#### What you have to do:
Return the text of every entry below word for word, leaving out any pictures.

(Stored items from a collection)
"""
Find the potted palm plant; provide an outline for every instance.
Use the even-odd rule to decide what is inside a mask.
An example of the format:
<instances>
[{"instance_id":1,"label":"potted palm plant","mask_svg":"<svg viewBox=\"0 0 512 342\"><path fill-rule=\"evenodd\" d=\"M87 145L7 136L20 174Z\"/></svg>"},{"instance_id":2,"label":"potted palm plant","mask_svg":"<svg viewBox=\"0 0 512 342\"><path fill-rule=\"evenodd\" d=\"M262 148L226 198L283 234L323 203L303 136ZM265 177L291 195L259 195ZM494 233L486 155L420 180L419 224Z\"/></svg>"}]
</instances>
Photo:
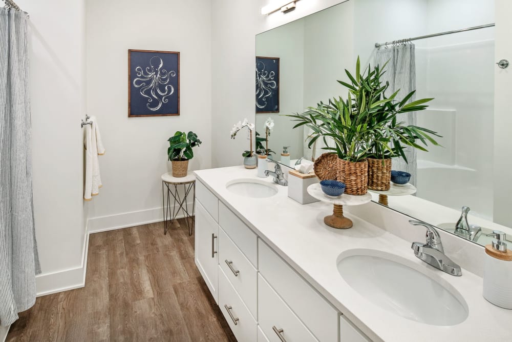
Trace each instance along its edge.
"""
#### Task answer:
Find the potted palm plant; provide an outline for every instance.
Use the even-odd rule to decide what is inside a mask.
An example of the format:
<instances>
[{"instance_id":1,"label":"potted palm plant","mask_svg":"<svg viewBox=\"0 0 512 342\"><path fill-rule=\"evenodd\" d=\"M87 145L7 136L20 174Z\"/></svg>"},{"instance_id":2,"label":"potted palm plant","mask_svg":"<svg viewBox=\"0 0 512 342\"><path fill-rule=\"evenodd\" d=\"M262 148L226 198L283 234L323 203L303 136ZM265 177L291 195L259 195ZM494 233L486 155L420 180L419 224Z\"/></svg>"}]
</instances>
Photo:
Trace each instance along its edge.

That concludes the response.